PASSAGE Block Start
Reasoning models (DeepSeek-R1 8B, Phi-4 Reasoning Plus) require approach modification due to the thinking phase preceding the response. Classification is applied to the first token after an empty thinking phase:
- Phi-4-Reasoning+: accuracy 99.8%, F1 99.9%
- DeepSeek-R1-8B: accuracy 99.8%, F1 99.3%

Large language models (GPT-4o, Gemini 2.0 Flash) do not provide complete log-probabilities, only top-20 tokens. Partial log-probability vectors were reconstructed:
- Gemini-2.0-Flash: accuracy 97.9%, F1 88.4%
- GPT-4o: accuracy 97.4%, F1 94.1%
Even with truncated log-probabilities, clear cluster separation persists.

Practical Applications
The method opens several directions for inference optimization:
- Early termination: upon detecting a boilerplate response, generation can be stopped after the first token, saving computational resources on generating the remainder of standard phrases.
- Model switching: queries leading to boilerplate responses can be redirected to a smaller and cheaper model, as proposed in model routing research.
- Semantic caching: first-token classification can be combined with semantic caching mechanisms to identify recurring boilerplate queries and retrieve pre-generated responses.
PASSAGE Block End
TASKS TO COMPLETE>
1: In the passage on first-token classification, why do reasoning models need a modified approach, and where is classification applied for them? Answer in one to three sentences.
2: Extract the part of the passage on first-token classification starting at "Reasoning models (DeepSeek-R1" and ending at "of standard phrases.".
3: Continue the passage on first-token classification from where it stops.
The records that follow come from a separate source, unrelated to the passage on first-token classification.
RECORD EXCERPTS Block Start
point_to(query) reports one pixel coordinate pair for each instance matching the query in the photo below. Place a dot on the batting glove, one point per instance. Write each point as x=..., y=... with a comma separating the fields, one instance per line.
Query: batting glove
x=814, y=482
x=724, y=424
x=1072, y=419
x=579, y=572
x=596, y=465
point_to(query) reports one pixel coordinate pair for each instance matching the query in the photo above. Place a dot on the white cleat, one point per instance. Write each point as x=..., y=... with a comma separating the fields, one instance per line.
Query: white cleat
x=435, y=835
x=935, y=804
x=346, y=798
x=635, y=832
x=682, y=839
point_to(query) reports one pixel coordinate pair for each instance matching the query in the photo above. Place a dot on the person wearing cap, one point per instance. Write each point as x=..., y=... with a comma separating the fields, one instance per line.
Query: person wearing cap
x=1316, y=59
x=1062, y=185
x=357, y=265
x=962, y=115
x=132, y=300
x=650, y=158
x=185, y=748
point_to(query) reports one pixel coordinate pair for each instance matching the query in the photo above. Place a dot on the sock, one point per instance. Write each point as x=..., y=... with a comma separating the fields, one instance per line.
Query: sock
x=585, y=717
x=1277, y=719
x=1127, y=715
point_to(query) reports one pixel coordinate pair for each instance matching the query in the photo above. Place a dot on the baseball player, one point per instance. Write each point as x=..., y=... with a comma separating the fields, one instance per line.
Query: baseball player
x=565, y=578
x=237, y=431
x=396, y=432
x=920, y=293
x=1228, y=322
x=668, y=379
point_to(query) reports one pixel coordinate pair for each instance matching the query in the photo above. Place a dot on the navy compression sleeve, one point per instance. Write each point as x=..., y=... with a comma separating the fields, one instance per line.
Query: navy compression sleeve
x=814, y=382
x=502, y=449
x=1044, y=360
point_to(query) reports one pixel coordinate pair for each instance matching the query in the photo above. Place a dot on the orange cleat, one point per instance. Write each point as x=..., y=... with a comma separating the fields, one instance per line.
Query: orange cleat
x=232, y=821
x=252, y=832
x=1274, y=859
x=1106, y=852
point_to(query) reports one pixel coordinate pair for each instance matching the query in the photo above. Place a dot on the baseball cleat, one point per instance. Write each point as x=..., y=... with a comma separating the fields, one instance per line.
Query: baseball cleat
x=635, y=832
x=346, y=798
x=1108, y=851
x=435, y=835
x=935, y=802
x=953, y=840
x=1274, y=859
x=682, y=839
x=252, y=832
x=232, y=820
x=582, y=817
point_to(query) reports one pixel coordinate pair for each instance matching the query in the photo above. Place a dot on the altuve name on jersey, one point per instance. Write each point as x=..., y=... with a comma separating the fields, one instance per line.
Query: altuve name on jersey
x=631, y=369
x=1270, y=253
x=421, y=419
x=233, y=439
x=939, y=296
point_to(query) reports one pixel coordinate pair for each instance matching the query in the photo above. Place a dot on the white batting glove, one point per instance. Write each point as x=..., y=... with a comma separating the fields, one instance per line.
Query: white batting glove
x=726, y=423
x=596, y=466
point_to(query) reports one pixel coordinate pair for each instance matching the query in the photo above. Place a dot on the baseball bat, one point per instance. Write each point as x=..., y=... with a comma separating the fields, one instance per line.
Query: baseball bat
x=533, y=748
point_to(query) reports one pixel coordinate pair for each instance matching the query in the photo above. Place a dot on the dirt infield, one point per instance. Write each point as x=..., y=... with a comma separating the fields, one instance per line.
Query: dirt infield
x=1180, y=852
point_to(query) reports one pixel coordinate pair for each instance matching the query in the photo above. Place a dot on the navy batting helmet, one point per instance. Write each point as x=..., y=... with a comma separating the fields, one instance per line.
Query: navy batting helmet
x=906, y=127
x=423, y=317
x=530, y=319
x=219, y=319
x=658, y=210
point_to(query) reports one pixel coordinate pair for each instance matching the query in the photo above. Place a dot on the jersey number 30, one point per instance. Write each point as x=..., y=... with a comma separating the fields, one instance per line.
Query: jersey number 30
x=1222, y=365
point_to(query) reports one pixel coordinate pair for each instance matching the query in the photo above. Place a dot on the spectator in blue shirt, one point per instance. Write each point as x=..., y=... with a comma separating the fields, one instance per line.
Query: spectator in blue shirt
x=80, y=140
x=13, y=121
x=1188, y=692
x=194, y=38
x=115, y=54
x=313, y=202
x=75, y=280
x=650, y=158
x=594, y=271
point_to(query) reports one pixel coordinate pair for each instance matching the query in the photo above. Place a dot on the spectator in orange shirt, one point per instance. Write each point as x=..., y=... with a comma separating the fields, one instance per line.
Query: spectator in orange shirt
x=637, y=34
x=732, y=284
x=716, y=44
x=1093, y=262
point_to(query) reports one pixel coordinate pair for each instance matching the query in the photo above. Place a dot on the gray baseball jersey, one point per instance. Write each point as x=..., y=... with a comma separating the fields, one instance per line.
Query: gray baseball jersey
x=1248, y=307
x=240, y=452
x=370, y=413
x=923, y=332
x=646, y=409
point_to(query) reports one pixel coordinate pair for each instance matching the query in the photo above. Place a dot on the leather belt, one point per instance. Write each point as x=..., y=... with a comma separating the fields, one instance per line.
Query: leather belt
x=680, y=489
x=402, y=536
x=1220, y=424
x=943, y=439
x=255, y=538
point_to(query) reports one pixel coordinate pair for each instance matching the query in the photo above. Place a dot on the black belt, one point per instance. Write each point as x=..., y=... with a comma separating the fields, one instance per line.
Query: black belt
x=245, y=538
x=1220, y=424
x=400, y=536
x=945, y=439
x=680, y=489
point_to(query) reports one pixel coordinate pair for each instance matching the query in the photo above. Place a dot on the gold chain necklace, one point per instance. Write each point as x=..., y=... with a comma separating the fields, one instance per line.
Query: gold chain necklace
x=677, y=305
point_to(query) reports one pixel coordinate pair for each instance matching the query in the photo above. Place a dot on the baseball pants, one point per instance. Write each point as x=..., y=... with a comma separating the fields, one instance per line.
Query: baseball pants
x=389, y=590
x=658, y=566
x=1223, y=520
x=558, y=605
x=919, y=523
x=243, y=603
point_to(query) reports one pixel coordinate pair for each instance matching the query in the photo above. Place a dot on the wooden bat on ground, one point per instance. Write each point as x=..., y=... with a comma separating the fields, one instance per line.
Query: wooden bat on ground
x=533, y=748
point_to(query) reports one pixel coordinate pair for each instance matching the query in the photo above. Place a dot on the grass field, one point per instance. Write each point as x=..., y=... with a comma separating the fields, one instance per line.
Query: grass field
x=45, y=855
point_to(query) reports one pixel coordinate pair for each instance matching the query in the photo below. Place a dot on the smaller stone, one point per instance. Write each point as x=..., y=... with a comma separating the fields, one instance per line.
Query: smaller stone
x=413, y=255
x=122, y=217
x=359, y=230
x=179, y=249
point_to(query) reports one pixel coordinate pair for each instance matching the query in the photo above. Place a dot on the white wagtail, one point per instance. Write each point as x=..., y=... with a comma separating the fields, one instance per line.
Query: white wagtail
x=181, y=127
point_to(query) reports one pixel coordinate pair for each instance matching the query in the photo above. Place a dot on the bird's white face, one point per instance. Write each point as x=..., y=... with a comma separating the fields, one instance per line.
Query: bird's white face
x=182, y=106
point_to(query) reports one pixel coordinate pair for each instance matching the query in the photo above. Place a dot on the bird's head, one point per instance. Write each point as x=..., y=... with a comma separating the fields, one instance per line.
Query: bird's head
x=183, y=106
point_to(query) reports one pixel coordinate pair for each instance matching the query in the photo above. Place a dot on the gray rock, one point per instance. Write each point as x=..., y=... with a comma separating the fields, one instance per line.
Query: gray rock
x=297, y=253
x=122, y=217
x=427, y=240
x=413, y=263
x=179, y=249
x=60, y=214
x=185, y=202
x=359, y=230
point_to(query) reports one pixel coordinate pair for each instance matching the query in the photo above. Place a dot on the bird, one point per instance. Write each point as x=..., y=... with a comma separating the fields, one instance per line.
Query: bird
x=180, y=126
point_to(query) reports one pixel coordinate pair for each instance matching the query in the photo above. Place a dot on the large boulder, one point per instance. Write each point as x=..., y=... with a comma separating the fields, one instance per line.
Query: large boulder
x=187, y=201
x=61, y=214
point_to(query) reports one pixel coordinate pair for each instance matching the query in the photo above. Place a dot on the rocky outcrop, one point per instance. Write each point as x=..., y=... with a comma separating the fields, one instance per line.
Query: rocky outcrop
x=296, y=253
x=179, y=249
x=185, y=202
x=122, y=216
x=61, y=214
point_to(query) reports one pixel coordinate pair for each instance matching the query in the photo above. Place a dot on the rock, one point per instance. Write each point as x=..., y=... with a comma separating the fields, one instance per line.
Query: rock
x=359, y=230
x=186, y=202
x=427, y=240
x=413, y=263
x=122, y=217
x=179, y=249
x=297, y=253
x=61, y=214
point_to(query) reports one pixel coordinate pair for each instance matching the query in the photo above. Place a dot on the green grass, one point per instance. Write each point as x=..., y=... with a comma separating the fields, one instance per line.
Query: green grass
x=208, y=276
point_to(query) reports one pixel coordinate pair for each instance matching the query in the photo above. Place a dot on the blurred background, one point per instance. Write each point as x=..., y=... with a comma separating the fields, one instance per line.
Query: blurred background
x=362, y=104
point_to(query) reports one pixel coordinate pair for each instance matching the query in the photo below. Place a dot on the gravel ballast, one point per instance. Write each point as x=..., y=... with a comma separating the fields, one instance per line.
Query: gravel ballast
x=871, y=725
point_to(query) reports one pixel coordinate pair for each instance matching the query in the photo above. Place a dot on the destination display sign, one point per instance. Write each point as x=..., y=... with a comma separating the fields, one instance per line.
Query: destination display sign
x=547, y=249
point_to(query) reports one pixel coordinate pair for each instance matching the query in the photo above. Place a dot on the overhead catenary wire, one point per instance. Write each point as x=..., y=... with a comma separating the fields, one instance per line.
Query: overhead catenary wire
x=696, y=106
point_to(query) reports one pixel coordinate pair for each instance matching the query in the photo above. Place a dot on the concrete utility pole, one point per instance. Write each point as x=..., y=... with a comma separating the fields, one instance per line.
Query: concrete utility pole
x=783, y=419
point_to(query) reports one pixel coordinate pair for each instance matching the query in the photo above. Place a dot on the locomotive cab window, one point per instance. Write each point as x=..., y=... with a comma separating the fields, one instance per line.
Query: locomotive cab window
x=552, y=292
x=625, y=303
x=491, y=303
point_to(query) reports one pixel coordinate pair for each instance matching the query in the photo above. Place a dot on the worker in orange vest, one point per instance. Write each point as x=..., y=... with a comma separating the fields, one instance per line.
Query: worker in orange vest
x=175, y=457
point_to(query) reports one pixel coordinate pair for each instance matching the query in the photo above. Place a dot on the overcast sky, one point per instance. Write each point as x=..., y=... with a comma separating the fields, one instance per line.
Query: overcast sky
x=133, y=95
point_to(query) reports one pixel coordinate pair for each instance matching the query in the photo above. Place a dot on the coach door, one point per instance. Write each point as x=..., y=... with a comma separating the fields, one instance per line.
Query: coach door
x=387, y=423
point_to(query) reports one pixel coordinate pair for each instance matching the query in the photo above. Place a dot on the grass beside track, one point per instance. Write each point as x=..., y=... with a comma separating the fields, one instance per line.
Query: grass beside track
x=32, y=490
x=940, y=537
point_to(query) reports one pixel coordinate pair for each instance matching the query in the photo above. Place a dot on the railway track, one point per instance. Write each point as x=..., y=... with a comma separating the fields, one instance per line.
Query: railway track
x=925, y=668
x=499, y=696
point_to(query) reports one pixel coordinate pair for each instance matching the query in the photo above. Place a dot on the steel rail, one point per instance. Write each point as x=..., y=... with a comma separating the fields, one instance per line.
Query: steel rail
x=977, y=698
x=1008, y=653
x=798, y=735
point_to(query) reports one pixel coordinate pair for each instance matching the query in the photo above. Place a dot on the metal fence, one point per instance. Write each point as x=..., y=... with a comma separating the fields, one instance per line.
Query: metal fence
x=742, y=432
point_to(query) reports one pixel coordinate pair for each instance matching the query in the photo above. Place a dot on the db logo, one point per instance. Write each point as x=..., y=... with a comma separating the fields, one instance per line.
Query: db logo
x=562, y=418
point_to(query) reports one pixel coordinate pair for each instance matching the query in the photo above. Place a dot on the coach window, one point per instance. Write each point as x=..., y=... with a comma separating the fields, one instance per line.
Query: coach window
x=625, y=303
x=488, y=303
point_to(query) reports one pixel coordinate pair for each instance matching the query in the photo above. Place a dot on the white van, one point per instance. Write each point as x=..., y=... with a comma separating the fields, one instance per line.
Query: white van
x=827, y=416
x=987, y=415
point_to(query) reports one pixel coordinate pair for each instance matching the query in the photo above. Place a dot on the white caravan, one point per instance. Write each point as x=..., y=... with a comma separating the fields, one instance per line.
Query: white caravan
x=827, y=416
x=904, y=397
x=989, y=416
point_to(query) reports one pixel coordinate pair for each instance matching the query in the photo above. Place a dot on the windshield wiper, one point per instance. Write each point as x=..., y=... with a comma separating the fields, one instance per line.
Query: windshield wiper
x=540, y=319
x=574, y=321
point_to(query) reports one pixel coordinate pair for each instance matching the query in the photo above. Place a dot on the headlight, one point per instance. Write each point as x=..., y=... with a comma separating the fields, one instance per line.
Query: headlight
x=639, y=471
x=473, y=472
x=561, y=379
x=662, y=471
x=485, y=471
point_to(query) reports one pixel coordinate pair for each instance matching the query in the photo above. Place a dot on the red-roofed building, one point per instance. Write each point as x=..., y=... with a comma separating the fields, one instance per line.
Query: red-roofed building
RECORD EXCERPTS Block End
ANSWERS TO EACH TASK>
1: Reasoning models need a modified approach because a thinking phase comes before their response. For them, classification is applied to the first token after an empty thinking phase.

2:
Reasoning models (DeepSeek-R1 8B, Phi-4 Reasoning Plus) require approach modification due to the thinking phase preceding the response. Classification is applied to the first token after an empty thinking phase:
- Phi-4-Reasoning+: accuracy 99.8%, F1 99.9%
- DeepSeek-R1-8B: accuracy 99.8%, F1 99.3%

Large language models (GPT-4o, Gemini 2.0 Flash) do not provide complete log-probabilities, only top-20 tokens. Partial log-probability vectors were reconstructed:
- Gemini-2.0-Flash: accuracy 97.9%, F1 88.4%
- GPT-4o: accuracy 97.4%, F1 94.1%
Even with truncated log-probabilities, clear cluster separation persists.

Practical Applications
The method opens several directions for inference optimization:
- Early termination: upon detecting a boilerplate response, generation can be stopped after the first token, saving computational resources on generating the remainder of standard phrases.

3:
Classification computational complexity is minimal — requiring one forward pass to obtain first-token log-probabilities and applying a lightweight k-NN classifier. This makes the method practically applicable in production environments without significant overhead.
The research demonstrates that language models encode information about future response types already at the first token generation stage. The method is applicable to models of various sizes and architectures, including specialized reasoning models and proprietary APIs with limited access to internal representations. The authors note potential for expanding the approach to a broader spectrum of boilerplate categories, multilingual scenarios, and multimodal contexts.